*** Opening Text block ***
BBC Radiophonic Workshop after 50 years

A series of posts

  1. Fifty years of Radiophonic influence
  2. Radiophonic re-releases

One of the Radiophonic Workshop’s most famous composers, Delia Derbyshire, left in the early 1970s partly in dismay at the increasing popularity of synthesisers. Disillusioned with the state of electronic music, she soon stopped composing music altogether, only returning to the scene briefly for a couple of years just before her death in 2001.

In recent times, Delia Derbyshire has probably attracted more attention than any other Radiophonic Workshop composer. But during her life it can’t have felt like that. One story often told is that of her application to work as an engineer at Decca, only to be rejected because Decca did not employ women in their studios.

Meanwhile, she received no official credit for realising perhaps the most famous piece of electronic music in the world, the Doctor Who theme tune. It was her job to convert Ron Grainer’s ideas into an electronic composition, and the result stunned Grainer so much that he insisted that Derbyshire share the credit. The BBC wouldn’t allow it.

But while recognition of her talent largely deserted her during her life, today people are well aware of her important contributions to the development of electronic music. There is a near obsessive clamour for any Delia Derbyshire material that can be unearthed.

Earlier this year a library record called Electrosonic was reissued on CD. Along with Li De la Russe (the pseudonym sometimes used by Delia Derbyshire outside of her BBC work), music on the record was also composed Nikki St. George (fellow Radiophonic Workshop composer Brian Hodgson) and Don Harper — not that you’d know it from most references to the album that I have come across. All retailers are listing it as being by Delia Derbyshire. Quibble aside though, there are some real gems on this album, with my favourite track being the delightfully eccentric ‘The Wizard’s Laboratory’.
*** Closing Text block ***
*** Opening Record set ***
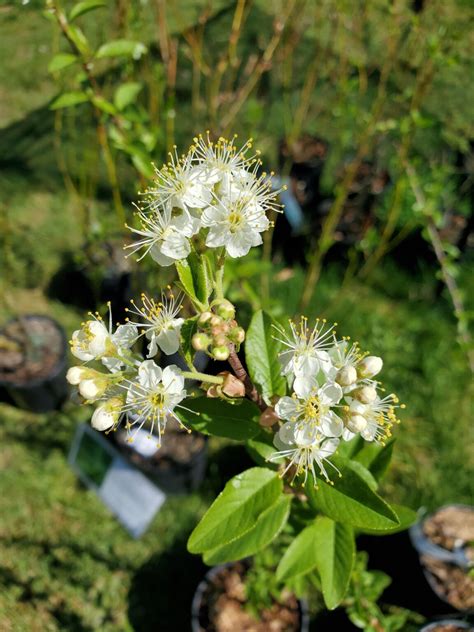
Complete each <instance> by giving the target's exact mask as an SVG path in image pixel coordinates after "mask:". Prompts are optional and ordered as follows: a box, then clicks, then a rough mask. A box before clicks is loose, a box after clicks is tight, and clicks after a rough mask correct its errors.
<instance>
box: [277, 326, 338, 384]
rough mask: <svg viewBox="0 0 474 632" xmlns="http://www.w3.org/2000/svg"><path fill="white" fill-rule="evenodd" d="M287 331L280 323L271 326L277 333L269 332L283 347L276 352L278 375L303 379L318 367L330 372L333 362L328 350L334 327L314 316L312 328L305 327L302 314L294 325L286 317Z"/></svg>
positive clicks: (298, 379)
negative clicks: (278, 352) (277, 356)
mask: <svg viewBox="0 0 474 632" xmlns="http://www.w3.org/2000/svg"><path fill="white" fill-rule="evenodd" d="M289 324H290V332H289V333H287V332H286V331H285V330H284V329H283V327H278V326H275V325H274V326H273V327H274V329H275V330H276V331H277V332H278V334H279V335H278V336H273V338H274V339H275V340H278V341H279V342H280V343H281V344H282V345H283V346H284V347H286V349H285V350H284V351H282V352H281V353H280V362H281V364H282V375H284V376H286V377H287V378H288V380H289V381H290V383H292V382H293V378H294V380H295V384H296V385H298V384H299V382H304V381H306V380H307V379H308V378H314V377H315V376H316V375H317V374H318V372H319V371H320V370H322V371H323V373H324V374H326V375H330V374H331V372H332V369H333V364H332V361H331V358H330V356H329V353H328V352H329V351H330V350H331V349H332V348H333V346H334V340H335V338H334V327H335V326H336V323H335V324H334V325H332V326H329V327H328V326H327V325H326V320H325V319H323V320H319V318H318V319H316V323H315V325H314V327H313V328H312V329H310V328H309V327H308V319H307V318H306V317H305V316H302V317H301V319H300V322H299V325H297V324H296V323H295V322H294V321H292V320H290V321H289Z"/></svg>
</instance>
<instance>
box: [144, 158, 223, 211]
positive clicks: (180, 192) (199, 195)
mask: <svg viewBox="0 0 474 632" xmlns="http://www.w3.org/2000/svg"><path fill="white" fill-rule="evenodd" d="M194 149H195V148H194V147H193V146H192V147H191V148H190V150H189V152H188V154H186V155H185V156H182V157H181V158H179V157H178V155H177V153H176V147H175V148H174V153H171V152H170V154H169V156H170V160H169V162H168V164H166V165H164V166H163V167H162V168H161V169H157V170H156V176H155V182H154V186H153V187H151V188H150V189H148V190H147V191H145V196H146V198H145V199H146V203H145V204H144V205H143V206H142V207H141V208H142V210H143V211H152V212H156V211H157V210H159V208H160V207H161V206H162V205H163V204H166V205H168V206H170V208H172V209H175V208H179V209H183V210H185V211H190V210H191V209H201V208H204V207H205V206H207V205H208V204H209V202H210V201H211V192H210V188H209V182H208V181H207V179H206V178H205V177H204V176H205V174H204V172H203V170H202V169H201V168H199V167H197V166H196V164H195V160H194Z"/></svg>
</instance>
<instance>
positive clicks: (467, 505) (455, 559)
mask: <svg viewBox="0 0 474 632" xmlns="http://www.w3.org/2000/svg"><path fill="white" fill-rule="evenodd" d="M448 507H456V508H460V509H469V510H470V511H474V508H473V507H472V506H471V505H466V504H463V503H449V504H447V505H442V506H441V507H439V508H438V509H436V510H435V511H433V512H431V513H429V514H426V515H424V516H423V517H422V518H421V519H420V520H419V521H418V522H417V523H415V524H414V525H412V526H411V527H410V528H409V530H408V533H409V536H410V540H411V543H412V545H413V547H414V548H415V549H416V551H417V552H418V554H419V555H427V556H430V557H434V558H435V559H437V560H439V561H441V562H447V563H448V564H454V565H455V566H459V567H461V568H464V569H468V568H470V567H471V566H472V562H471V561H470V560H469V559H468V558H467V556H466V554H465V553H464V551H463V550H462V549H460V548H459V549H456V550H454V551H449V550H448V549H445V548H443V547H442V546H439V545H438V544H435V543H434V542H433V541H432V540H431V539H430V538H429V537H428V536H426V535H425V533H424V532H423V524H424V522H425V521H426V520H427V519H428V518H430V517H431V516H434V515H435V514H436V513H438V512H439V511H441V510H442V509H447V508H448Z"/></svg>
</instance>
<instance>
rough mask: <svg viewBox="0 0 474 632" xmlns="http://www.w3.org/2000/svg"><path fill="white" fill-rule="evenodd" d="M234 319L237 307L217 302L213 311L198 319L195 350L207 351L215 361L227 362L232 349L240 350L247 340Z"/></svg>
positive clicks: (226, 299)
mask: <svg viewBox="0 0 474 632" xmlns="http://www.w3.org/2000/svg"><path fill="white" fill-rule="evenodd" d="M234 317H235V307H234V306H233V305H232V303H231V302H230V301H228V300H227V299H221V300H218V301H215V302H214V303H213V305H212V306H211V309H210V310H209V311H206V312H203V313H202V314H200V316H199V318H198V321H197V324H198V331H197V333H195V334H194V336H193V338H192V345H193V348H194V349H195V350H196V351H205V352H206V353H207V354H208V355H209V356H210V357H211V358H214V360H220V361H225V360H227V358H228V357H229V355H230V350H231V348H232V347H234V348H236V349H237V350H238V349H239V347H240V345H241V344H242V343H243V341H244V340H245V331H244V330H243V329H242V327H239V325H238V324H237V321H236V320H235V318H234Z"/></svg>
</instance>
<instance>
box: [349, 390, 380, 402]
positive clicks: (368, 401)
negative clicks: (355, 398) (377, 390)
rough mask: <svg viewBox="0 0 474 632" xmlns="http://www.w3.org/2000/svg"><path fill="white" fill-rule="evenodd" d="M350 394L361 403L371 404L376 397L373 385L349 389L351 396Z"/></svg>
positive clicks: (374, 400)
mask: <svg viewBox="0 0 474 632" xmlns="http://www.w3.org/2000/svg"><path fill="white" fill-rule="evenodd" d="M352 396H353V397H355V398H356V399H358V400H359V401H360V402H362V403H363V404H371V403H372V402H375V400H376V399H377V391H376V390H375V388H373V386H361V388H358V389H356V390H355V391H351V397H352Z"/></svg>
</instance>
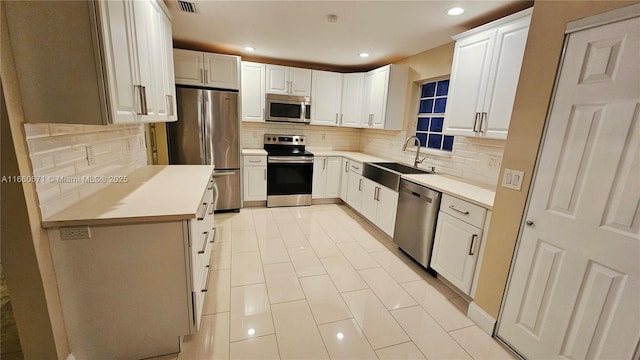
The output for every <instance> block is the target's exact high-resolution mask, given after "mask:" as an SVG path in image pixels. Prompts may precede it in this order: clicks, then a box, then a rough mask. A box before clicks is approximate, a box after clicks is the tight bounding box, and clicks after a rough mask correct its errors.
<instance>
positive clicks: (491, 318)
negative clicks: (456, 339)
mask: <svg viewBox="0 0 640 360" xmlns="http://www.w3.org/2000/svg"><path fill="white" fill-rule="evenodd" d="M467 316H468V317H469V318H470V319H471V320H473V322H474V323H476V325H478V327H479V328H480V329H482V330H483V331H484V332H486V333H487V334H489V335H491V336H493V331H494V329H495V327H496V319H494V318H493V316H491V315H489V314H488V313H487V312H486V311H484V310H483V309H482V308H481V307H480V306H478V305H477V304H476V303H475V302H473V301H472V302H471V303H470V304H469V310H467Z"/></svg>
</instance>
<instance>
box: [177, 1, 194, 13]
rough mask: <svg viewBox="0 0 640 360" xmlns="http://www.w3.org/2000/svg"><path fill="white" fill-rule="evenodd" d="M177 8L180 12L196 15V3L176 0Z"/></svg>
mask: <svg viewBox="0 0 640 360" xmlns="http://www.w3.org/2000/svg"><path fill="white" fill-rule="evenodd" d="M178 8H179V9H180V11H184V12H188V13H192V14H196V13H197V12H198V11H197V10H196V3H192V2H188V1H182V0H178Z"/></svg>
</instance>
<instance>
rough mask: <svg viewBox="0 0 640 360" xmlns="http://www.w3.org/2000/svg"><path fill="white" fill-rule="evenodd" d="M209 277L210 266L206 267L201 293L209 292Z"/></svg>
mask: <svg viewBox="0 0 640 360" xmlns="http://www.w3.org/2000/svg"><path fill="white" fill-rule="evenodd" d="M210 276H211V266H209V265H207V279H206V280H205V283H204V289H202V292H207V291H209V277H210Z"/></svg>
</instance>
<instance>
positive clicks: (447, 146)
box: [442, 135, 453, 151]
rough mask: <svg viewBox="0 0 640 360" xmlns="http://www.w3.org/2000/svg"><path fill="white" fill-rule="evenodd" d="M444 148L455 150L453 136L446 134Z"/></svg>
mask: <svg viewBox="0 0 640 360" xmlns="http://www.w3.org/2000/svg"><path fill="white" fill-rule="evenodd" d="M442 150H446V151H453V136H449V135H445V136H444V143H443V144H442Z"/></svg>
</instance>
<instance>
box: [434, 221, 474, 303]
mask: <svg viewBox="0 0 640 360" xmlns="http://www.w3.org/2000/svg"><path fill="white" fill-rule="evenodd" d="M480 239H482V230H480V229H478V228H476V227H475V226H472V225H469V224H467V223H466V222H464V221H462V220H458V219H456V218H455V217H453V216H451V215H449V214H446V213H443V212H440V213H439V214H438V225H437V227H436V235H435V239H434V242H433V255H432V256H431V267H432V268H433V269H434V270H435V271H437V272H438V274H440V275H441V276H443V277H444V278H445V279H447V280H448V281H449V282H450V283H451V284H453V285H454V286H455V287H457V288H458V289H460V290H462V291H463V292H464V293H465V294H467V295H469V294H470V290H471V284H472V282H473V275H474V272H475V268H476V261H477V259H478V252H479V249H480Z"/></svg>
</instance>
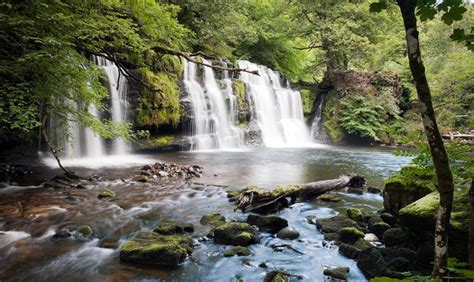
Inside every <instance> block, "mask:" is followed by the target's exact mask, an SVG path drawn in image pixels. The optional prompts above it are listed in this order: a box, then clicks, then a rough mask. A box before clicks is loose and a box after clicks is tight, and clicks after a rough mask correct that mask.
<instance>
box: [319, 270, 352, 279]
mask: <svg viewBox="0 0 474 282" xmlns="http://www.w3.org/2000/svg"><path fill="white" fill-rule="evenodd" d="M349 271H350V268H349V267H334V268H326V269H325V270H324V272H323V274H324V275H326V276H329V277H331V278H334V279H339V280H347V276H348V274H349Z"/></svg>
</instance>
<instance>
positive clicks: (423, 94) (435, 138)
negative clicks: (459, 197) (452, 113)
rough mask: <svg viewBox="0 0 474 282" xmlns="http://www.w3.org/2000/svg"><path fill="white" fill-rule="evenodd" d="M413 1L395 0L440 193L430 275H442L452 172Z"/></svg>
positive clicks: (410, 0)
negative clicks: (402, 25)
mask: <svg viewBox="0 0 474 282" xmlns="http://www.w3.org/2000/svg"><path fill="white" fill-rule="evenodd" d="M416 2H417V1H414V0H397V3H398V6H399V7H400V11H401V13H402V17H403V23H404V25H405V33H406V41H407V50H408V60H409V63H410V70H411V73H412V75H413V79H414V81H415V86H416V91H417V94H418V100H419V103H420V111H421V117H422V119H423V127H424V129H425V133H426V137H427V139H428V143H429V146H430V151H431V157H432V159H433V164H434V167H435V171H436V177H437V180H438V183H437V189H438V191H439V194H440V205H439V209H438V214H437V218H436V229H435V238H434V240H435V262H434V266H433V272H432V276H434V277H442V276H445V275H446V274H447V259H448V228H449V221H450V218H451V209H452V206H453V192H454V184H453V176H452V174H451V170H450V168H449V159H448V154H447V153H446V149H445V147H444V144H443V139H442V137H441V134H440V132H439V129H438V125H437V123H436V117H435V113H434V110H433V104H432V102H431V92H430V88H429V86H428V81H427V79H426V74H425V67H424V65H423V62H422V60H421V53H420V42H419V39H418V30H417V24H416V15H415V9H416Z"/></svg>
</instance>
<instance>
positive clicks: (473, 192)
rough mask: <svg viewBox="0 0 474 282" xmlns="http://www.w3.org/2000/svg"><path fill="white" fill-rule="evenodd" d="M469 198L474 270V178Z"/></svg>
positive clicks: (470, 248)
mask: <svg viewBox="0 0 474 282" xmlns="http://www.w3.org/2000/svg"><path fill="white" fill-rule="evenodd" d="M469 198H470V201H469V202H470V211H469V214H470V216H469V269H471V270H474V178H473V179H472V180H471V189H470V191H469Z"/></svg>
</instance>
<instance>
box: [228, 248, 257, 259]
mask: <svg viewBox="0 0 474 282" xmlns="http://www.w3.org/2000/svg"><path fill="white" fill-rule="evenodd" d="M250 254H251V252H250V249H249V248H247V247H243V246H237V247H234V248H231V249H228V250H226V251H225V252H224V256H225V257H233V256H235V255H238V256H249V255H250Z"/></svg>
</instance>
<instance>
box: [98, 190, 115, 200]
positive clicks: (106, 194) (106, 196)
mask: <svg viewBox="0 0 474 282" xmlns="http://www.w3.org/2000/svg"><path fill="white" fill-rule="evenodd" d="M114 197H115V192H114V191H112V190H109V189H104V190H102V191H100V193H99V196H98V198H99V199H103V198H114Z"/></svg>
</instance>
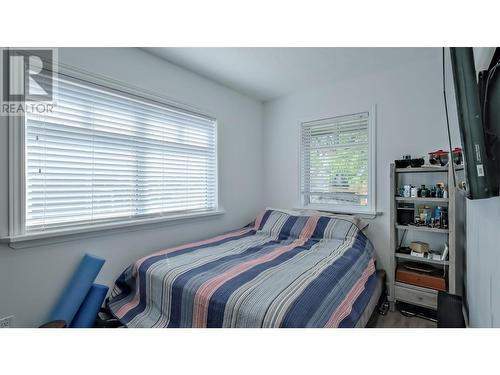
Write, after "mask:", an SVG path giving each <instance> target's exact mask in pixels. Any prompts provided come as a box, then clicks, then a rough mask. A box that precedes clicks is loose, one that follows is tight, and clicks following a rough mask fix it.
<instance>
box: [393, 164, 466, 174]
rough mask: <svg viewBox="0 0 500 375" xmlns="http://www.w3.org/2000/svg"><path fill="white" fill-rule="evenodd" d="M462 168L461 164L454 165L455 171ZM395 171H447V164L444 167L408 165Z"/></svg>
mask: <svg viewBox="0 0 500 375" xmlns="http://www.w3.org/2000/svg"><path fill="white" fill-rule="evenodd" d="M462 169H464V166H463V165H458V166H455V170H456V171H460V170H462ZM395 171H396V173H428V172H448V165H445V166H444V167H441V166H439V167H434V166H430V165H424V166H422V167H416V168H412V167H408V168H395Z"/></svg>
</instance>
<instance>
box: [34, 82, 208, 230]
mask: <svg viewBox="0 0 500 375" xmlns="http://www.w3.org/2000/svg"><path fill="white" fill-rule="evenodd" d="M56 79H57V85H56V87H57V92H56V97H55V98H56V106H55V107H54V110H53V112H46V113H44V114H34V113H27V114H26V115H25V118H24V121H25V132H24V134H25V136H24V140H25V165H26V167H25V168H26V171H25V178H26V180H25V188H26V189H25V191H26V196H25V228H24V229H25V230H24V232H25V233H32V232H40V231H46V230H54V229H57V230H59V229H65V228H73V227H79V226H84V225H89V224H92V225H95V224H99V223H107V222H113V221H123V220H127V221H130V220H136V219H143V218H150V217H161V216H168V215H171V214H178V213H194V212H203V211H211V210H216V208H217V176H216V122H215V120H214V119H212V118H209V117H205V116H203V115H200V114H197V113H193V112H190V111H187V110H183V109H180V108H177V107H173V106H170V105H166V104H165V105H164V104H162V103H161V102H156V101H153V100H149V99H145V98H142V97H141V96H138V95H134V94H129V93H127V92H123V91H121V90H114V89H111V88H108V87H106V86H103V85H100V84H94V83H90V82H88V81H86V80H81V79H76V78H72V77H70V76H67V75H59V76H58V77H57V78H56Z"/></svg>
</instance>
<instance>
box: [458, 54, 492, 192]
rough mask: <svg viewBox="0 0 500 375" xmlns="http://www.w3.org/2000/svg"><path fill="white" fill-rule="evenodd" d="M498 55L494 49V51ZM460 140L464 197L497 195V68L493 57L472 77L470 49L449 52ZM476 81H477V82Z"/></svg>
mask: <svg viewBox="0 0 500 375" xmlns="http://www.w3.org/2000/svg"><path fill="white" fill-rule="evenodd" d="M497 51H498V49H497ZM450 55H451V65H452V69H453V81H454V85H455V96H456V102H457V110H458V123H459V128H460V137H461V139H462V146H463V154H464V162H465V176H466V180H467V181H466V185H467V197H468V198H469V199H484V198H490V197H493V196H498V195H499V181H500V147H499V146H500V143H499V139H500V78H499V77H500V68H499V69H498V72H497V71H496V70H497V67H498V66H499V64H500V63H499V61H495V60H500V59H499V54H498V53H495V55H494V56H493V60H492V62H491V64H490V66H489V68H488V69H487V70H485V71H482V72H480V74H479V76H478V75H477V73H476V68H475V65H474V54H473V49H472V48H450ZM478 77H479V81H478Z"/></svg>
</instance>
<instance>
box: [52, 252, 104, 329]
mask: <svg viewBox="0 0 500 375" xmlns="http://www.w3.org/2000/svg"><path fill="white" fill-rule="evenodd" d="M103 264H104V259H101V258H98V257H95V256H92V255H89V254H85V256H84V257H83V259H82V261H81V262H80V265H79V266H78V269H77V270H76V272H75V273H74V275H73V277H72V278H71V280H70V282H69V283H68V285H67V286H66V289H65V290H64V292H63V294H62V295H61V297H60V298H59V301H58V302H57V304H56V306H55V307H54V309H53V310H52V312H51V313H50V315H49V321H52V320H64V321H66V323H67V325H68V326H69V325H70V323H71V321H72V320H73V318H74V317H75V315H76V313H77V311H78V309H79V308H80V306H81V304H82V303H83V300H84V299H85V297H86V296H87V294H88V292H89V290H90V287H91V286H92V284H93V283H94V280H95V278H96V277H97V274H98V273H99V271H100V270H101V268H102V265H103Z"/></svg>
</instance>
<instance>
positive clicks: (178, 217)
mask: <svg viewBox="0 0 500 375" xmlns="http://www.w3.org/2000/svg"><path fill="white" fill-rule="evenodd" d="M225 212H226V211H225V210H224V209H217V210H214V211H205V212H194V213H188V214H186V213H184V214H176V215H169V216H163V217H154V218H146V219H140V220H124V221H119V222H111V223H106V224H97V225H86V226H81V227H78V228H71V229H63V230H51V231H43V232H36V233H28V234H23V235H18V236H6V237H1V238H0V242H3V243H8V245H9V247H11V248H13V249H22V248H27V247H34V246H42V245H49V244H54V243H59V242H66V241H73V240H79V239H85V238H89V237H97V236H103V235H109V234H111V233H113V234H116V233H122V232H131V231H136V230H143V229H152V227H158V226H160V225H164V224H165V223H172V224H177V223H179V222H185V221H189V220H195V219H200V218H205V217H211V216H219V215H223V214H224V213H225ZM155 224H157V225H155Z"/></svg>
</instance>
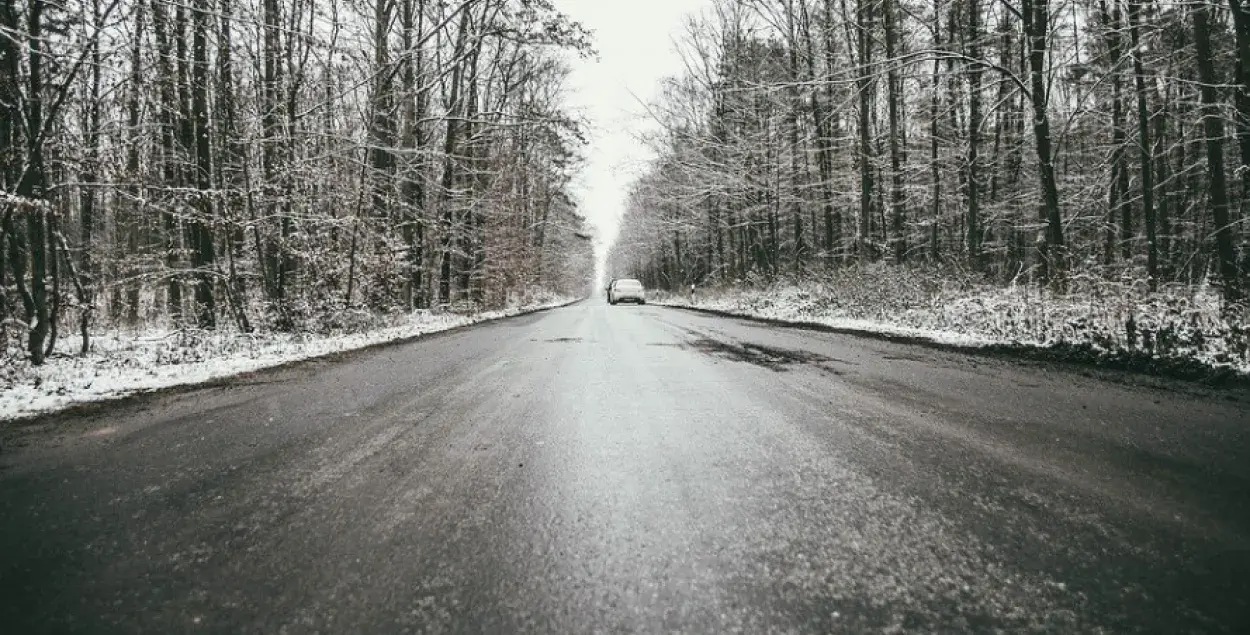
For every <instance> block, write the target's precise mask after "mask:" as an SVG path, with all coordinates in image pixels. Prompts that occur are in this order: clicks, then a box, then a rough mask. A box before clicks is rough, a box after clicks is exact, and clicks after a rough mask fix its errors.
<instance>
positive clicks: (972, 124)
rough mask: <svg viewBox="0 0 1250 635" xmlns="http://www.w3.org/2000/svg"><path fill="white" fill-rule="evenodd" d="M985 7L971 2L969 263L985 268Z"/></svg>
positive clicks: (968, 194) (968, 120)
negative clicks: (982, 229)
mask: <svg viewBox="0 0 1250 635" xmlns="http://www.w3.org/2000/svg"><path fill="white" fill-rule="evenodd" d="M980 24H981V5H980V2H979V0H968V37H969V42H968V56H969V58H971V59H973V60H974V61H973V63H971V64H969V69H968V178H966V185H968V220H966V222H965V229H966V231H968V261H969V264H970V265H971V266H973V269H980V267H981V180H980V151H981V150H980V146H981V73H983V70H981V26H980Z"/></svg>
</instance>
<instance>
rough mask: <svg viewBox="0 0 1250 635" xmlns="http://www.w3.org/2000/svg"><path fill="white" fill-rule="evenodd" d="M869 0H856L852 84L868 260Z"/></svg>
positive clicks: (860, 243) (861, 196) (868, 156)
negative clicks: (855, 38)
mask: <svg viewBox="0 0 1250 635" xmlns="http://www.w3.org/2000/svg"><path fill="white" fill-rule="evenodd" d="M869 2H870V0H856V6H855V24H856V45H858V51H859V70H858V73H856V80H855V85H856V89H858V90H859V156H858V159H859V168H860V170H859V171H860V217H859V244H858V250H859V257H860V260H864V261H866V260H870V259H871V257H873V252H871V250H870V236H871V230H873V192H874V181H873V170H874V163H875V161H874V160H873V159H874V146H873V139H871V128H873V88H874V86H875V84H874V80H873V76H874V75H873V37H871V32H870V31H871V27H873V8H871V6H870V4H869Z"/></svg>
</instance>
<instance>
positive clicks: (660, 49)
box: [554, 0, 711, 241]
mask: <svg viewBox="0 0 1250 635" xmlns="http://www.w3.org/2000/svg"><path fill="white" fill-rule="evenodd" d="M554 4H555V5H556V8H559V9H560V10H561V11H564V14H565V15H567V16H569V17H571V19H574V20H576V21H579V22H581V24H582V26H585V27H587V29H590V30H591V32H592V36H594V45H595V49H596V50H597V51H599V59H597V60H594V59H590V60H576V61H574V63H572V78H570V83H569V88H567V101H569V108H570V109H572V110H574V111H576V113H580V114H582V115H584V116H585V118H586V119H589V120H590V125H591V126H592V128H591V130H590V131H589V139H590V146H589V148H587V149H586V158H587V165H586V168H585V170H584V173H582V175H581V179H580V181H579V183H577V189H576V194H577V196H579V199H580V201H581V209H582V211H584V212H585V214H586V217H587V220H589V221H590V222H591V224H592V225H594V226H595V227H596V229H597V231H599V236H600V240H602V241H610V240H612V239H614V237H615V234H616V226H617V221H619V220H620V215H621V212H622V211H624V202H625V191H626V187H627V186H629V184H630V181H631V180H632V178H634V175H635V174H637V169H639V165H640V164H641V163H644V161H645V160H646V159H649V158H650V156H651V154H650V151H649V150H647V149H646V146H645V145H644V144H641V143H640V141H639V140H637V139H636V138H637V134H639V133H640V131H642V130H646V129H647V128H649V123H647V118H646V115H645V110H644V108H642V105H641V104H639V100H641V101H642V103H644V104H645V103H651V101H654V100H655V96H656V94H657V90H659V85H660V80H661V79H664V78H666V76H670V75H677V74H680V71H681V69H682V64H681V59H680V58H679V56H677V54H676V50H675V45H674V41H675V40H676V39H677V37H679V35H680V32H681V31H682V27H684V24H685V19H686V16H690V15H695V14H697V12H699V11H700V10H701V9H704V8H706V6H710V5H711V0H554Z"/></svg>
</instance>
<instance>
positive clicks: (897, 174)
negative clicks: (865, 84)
*** Closing Record set ***
#### Problem set
(a) Summarize the piece on Delia Derbyshire in two sentences.
(b) According to the Delia Derbyshire piece, why did Decca reject her application to work as an engineer?

#### Answers provided
(a) Delia Derbyshire, one of the BBC Radiophonic Workshop's most famous composers, was rejected for an engineering job at Decca because it did not employ women in its studios, and she received no official credit for the Doctor Who theme even though Ron Grainer insisted she share it. Her contributions to electronic music went largely unrecognized in her lifetime but are well known today, and the recently reissued library record Electrosonic is listed under her name even though Brian Hodgson and Don Harper also composed music on it.

(b) Decca did not employ women in its studios.